# [ЗАДАНИЯ]
#1 Определите, согласуются ли с фрагментом о Рожественском утверждения (a), (b) и (c). Для каждого ответьте «да» или «нет» и приведите точную цитату из текста, которая это решает. (a) По словам В.П. Костенко, самоуверенность адмирала в отдаче приказаний казалась признаком человека, который знает, чего хочет. (b) 1 мая русская эскадра вышла из бухты Ван-Фонг и взяла курс на юго-запад. (c) В начале фрагмента говорится, что три четверти командиров — прекрасные и опытные моряки.
#2 Напишите продолжение фрагмента о походе эскадры Рожественского, начиная сразу после его последнего предложения.

### ФРАГМЕНТ ДЛЯ ЧТЕНИЯ

Судите сами, можно ли при таких условиях знать свою эскадру? Ничьи советы не принимаются, даже специалистов по техническим вопросам, приказы пишет лично, обыкновенно с маху, не разобрав дела, и прямо поражает диким тоном и резкостью самых неожиданных выражений. Благодаря недостаточной осведомленности происходят довольно курьезные анекдоты.

Командиров и офицеров считает поголовно прохвостами и мошенниками, никому ни в грош не верит, на что не имеет никаких данных, так как три четверти командиров прекрасные и опытные моряки, остальной же личный состав ничем не заслуживает такого к себе отношения».

Другой флотский офицер – В.П. Костенко отзывался об адмирале Рожественском несколько иначе:

«Он всем казался воплощением той деспотичной и суровой власти, которая казалась необходимой, чтобы удержать в повиновении врученную ему армаду, принудить ее подчиняться единой сознательной воле и организовать ее. А его самоуверенность и безаппеляционность в отдаче приказаний казались признаком того, что это человек, который знает, чего хочет, видит, куда идет, которому можно с доверием подчиняться».

От берегов Индокитая вице-адмирал З.П. Рожественский обратился к императору Николаю II с просьбой, ссылаясь на болезнь, «прислать поспешно во Владивосток здорового и способного командующего флотом или эскадрою».

Впоследствии многие исследователи русско-японской войны и флотские историки истолковали эту фразу Рожественского как желание оставить пост командующего перед самым Цусимским сражением. Однако он с подобной просьбой к государю не обращался, а нес свой крест обреченного на поражение флотоводца до самого конца.

Из Санкт-Петербурга в Ван-Фонг пришло подтверждение ранее предписанному: идти от берегов Индокитая дальше, вперед и прорываться со всеми корабельными силами во Владивосток. В одной из телеграмм по № 244, отправленной из Царского Села за подписью Николая II, говорилось:

«Возложенная на Вас задача не состоит в том, чтобы с некоторыми судами прорваться во Владивосток, а в том, чтобы завладеть Японским морем…»

1 мая русская эскадра вышла из бухты Ван-Фонг и взяла курс на северо-восток в ожидании со дня на день встречи с главными силами японского флота. Адмирал К. Маркузе писал впоследствии:

«Удивительно, вернее, замечательно то, что сама эскадра не понимала своего назначения на Востоке; и ее сильное желание достигнуть Владивостока являлось грубейшей ошибкой.

######
### ДАННЫЕ ДЛЯ АНАЛИЗА

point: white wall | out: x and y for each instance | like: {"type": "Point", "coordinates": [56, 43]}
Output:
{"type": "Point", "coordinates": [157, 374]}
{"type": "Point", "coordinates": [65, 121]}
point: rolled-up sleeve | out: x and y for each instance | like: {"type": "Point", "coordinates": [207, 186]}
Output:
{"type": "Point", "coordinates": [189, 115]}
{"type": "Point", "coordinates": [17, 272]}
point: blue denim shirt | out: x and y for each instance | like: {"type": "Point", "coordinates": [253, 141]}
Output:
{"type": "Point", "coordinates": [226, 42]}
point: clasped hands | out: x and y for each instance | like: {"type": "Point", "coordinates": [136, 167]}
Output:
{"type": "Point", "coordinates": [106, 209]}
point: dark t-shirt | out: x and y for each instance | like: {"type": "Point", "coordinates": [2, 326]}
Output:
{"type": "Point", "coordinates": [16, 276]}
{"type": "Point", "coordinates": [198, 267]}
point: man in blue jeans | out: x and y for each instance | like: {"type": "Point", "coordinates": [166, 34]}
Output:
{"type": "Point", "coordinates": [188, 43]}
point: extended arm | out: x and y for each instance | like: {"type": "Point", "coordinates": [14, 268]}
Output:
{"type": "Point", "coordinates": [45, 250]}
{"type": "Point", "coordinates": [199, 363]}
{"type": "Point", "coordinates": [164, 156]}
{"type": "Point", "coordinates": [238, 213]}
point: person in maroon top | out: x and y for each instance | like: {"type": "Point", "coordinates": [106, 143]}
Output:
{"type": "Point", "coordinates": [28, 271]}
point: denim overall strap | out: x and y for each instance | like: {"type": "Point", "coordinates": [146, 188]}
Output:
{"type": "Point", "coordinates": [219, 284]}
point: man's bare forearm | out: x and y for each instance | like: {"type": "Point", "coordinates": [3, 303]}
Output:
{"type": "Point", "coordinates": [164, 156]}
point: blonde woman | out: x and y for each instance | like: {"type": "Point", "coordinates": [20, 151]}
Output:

######

# [ОТВЕТЫ ПО ПУНКТАМ]
#1
(a) Да: «А его самоуверенность и безаппеляционность в отдаче приказаний казались признаком того, что это человек, который знает, чего хочет».
(b) Нет: «1 мая русская эскадра вышла из бухты Ван-Фонг и взяла курс на северо-восток».
(c) Да: «три четверти командиров прекрасные и опытные моряки».

#2
Главной задачей русской эскадры был прорыв во Владивосток. Осуществить такой прорыв можно было через один из проливов – Корейский, Сангарский или Лаперуза. Японский Соединенный флот, имея преимущество в скорости хода, мог развернуть свои броненосные силы на любом из этих направлений. Вице-адмирал З.П. Роже-ственский выбрал для прорыва самый кратчайший путь – через Корейский пролив. В таком случае приходилось не опасаться за нехватку угля для топок кораблей.

Командующий эскадрой, исходя из урока сражения в Желтом море, когда на прорыв шла порт-артурская эскадра, не надеялся на прорыв всех своих кораблей. Надежда была на то, что до Владивостока дойдет большая их часть. В таком случае на просторах Японского моря и у побережья Японских островов можно было развернуть войну на море против Соединенного флота вице-адмирала Хейхатиро Того.

Чтобы отвлечь хотя бы небольшую часть японских сил от Корейского пролива, Рожественский направил для демонстрации в Желтое море и Тихий океан вспомогательные крейсера «Кубань», «Днепр», «Терек» и «Рион». Однако на такую уловку флотоводец Хейхатиро Того не попался: слишком мало было крейсеров.

Японцы готовились к генеральному морскому сражению, и командующий императорским Соединенным флотом не скрывал своей озабоченности в том, что будет иметь дело «с умным, решительным и выдающимся адмиралом».

Чтобы снять с эскадры бремя охраны тихоходных транспортов, вице-адмирал З.П. Рожественский сперва приказал отправить в Сайгон разгруженные транспорты «Тамбов» и «Меркурий». Через четыре дня, после прохода берегов острова Формоза (Тайвань), в китайский порт Шанхай под конвоем были отправлены транспорты «Воронеж», «Ярославль», «Владимир», «Метеор», «Курония» и «Ливония». С получением известия о приходе русских транспортов в Шанхай, японский флот повысил бдительность и боеготовность.

10 мая на русской эскадре в последний раз приняли уголь с транспортных судов. В ночь на 14 мая корабли под флагом вице-адмирала З.П. Рожественского вошли в Корейский пролив. Этот день был днем торжественной коронации всероссийского императора Николая II.